Directions for this task
Your answer needs to include each line of the records in which the string "below" can be found.
** Data shown follows **
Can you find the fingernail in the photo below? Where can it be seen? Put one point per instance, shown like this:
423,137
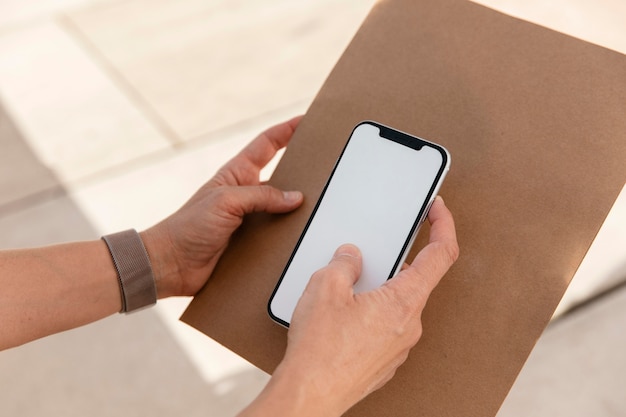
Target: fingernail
348,250
292,196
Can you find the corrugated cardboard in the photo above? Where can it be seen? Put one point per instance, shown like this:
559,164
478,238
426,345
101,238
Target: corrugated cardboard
535,122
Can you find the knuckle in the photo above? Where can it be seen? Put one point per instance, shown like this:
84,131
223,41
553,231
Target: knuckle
453,251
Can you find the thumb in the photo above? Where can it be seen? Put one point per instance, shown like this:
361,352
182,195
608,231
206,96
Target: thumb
265,198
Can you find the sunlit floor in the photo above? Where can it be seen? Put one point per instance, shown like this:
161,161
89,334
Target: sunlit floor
112,113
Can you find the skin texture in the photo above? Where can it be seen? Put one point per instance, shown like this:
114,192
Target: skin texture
51,289
320,374
60,287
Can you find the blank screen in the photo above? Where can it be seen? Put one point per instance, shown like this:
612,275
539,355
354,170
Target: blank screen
373,200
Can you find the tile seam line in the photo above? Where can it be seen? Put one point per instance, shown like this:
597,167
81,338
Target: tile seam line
118,79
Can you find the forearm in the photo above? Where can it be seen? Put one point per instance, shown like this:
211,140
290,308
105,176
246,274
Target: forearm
55,288
292,392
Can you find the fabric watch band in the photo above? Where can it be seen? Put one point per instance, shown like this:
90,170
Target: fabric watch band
134,271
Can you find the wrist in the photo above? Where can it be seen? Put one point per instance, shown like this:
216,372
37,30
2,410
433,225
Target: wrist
165,268
292,392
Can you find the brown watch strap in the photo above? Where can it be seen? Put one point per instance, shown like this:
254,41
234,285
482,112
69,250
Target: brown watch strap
137,284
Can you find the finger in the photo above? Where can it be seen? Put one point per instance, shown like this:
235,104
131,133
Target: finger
335,280
345,265
261,150
434,260
244,200
244,168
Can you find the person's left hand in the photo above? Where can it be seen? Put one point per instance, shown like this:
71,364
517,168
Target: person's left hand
185,247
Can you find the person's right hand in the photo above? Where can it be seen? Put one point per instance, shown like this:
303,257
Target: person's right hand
343,346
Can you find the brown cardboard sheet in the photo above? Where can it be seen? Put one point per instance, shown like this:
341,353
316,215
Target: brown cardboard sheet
535,122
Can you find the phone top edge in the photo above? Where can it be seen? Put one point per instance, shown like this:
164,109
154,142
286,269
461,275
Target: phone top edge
406,139
275,318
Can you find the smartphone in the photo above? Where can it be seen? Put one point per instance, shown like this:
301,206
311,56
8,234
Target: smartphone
376,198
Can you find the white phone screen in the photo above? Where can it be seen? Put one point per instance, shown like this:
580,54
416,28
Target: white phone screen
375,199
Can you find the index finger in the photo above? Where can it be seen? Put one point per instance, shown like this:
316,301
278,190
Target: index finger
434,260
263,148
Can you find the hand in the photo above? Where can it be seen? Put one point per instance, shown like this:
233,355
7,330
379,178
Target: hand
343,346
185,247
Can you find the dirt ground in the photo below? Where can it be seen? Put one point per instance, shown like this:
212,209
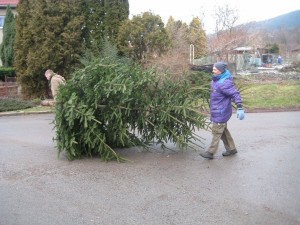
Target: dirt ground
259,185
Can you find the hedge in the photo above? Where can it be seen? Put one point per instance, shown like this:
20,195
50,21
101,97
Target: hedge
7,71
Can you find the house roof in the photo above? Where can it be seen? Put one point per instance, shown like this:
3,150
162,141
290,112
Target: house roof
9,2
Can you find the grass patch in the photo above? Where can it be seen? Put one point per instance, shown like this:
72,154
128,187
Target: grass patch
271,96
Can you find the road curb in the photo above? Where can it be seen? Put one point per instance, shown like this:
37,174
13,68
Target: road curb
17,113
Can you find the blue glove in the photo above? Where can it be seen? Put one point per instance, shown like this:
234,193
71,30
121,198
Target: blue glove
240,113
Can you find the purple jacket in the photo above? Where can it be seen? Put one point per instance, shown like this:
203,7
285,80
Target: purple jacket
222,92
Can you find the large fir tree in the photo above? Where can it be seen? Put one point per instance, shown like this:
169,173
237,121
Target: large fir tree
49,36
9,31
55,33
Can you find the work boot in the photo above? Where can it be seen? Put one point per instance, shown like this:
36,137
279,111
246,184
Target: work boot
229,152
207,155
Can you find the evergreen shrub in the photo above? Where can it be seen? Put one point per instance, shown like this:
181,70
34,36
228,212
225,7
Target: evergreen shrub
112,103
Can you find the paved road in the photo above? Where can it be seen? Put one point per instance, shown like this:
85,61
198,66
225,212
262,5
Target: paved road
260,185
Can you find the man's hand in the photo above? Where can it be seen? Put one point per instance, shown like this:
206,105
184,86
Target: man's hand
240,113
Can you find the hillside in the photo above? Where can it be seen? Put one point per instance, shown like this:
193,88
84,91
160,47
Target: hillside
288,21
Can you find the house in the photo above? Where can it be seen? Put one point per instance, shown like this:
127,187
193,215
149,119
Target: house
3,6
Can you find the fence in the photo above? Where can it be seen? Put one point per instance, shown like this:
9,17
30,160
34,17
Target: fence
9,88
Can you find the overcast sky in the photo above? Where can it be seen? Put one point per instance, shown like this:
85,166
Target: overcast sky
185,10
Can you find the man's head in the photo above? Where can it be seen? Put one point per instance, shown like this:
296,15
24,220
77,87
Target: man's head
48,74
219,68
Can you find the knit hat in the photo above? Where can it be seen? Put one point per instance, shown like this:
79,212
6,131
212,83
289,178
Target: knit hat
221,66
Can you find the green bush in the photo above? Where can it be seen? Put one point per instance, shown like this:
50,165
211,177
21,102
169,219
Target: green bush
112,103
7,71
14,104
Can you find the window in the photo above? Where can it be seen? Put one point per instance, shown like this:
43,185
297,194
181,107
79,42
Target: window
2,21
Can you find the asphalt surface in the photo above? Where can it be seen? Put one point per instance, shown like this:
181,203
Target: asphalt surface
259,185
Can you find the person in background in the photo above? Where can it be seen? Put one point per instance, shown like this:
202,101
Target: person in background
222,93
55,81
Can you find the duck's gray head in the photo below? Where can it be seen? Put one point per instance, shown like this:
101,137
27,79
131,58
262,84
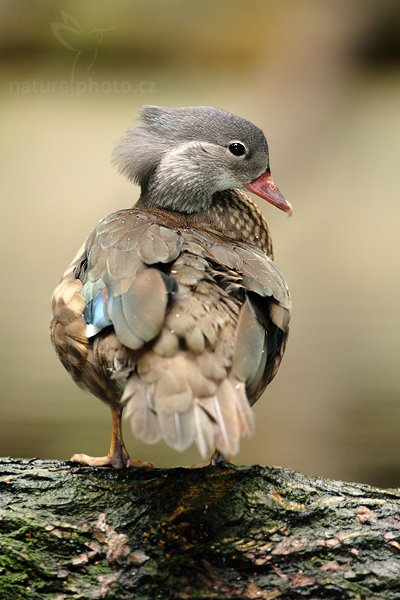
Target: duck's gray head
182,157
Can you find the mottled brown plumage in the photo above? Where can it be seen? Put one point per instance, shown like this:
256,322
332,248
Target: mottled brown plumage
180,316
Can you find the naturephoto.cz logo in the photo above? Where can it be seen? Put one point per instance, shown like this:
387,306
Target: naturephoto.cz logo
84,46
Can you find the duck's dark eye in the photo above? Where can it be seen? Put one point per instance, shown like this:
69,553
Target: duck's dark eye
237,148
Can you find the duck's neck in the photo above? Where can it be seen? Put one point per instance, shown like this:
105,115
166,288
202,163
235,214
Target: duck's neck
231,214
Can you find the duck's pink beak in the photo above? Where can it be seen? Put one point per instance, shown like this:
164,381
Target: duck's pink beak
265,187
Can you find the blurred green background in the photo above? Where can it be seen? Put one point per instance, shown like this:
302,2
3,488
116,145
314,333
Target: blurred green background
322,80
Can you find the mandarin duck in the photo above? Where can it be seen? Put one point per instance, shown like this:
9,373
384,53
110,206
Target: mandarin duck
174,309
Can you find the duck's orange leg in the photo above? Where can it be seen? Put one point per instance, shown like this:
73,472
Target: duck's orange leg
118,456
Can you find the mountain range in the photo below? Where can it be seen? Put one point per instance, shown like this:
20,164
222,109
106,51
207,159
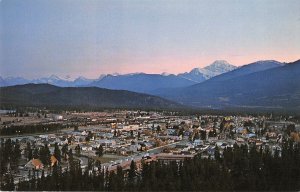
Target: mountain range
45,95
263,84
138,82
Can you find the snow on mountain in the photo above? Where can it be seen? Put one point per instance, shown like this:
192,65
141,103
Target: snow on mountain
201,74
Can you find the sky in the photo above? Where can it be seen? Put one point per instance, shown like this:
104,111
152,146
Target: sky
92,37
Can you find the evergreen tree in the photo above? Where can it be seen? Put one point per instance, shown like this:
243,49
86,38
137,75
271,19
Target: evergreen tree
57,152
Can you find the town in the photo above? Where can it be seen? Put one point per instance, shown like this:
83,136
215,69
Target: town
113,139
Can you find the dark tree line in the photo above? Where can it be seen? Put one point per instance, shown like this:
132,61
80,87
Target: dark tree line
25,129
238,168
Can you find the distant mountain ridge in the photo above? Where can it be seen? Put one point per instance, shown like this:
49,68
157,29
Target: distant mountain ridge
251,86
201,74
115,80
45,95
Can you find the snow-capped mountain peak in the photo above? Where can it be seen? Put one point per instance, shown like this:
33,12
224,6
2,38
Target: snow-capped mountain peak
201,74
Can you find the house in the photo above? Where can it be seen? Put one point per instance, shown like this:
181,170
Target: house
197,142
34,164
53,160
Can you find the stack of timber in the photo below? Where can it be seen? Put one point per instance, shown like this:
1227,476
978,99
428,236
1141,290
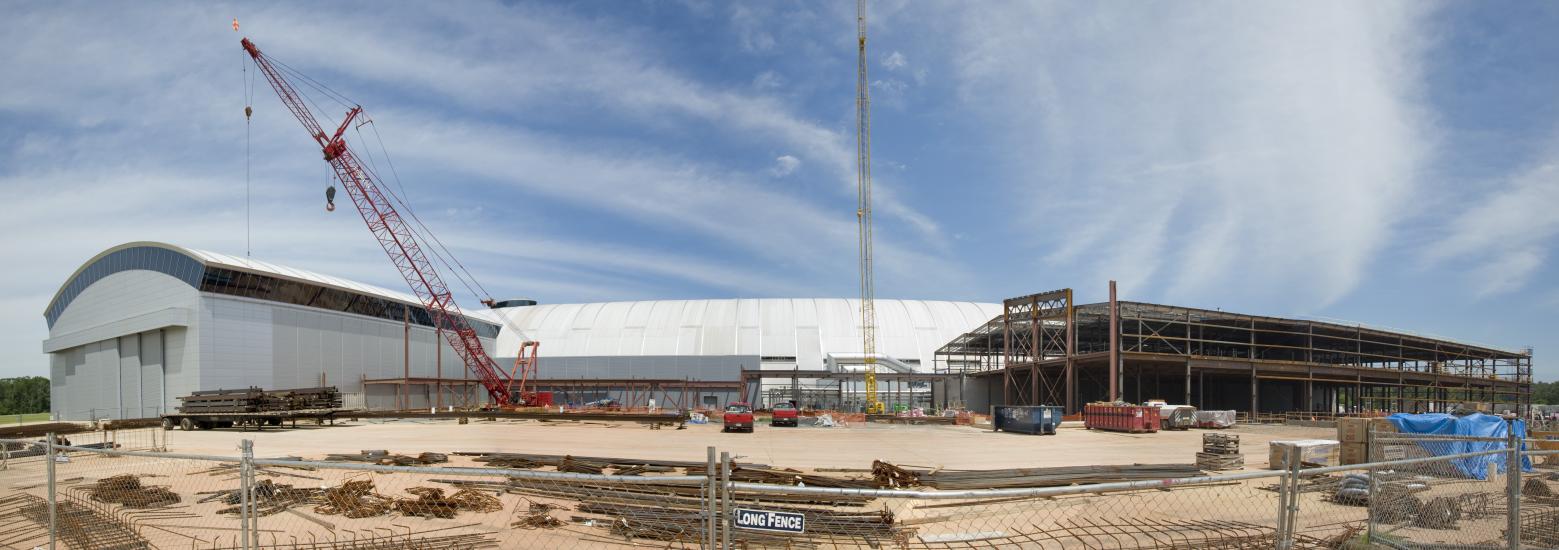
** End of Data shown **
Answer to the problem
Can you find the fingernail in the photo below? Where can it be seen? Put one point per instance, shown like this:
Can you find the dirt ground in the photo below? Where can it be seen? Put one point per instance, shown like this:
Can you find the duck's gray head in the photo below? Where can it be seen? Put one point per instance, shown like this:
Can you find the mountain range in the photo below? Where can it be seen? Put one point per instance, shown like this:
Can you find the stack of timber in the photo below? Where can it be seen? Put one point per instance, shown like this:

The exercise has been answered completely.